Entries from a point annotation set
---------------
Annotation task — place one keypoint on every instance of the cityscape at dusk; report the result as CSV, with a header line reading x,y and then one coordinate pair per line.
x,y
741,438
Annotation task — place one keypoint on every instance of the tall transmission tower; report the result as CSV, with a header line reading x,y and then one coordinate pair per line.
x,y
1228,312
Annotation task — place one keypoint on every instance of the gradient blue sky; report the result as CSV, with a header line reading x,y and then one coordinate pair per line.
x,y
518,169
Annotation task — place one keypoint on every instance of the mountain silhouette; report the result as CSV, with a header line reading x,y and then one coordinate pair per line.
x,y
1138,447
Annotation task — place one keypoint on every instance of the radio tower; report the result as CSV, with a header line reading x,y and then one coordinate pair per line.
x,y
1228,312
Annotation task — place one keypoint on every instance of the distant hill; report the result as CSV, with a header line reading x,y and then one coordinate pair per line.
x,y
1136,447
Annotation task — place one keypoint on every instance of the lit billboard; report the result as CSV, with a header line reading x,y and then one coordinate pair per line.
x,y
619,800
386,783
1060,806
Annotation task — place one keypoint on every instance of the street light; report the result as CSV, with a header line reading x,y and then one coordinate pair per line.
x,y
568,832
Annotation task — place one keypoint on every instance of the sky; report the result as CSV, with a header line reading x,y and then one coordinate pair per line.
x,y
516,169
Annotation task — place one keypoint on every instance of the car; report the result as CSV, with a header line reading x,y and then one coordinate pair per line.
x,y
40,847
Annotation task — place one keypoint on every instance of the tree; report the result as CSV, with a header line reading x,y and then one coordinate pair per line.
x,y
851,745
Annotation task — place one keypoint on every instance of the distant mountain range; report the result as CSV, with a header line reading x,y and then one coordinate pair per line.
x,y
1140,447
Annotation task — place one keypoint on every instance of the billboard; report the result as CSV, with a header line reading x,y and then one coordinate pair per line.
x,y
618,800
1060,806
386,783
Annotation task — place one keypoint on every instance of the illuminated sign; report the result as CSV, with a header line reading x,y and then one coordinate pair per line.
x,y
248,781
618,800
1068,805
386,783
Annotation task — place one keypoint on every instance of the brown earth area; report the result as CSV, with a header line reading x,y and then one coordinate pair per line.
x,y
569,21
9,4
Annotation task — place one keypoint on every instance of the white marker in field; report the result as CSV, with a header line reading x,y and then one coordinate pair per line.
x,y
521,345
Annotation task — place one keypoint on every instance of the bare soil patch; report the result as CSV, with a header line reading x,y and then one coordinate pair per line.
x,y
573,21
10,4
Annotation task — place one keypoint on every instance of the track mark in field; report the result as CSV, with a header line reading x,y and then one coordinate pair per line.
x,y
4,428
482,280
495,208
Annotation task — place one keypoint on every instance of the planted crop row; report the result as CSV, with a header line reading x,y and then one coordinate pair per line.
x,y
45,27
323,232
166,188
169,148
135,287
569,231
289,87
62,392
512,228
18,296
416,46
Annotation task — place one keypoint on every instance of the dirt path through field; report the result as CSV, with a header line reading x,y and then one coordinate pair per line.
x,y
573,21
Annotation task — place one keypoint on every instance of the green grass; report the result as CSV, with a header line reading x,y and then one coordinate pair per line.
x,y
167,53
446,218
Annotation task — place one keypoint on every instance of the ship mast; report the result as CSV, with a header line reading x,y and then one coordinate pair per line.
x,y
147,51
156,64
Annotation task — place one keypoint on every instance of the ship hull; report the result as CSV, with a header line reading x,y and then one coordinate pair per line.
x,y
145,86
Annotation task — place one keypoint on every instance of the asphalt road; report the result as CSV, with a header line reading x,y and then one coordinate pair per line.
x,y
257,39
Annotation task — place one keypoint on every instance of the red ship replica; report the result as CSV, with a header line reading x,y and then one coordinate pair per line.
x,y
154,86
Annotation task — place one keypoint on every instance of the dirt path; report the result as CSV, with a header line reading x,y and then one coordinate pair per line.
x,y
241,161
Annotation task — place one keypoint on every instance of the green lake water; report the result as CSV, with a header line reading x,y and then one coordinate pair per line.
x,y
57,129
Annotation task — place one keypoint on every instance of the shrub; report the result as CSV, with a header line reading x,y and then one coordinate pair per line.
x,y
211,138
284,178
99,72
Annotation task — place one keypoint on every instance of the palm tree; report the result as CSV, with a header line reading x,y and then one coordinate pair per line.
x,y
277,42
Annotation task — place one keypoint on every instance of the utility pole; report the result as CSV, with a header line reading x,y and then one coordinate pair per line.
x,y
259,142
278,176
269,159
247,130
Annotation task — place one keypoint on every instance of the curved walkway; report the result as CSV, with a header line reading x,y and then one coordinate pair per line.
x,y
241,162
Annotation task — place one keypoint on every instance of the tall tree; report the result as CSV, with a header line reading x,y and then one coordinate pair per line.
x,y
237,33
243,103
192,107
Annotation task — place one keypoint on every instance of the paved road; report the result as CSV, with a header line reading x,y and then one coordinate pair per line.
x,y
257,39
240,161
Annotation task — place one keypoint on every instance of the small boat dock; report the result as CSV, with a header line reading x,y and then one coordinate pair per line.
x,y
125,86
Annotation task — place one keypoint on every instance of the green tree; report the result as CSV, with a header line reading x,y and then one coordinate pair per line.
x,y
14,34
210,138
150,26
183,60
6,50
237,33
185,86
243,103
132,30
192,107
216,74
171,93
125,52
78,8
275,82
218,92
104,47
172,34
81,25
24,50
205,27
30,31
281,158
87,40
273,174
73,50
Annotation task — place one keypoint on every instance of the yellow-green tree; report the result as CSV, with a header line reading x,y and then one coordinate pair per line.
---------------
GOAL OF THE EXERCISE: Repeat exactly the lines from the line containing "of the small" through the end of the listing above; both boundary lines are part of the output.

SOLUTION:
Annotation task — place one keypoint on every instance of the small boat dock; report the result as CSV, with a header line reading x,y and then one coordinate pair per line.
x,y
125,86
Annotation task — place one keypoint on every instance of the green tree; report the result as CSV, with a header line reading x,y and then one coordinate pair per line.
x,y
14,34
210,138
150,26
183,60
6,50
237,33
185,86
243,103
132,30
192,107
216,74
171,93
125,52
78,8
275,82
218,92
104,47
172,34
81,25
24,50
205,27
30,31
281,158
87,40
273,174
73,50
Annotation task — place one keypoint on every instance of the yellow-green tree; report the result as CSV, with a header line reading x,y and then one coordinate pair per line.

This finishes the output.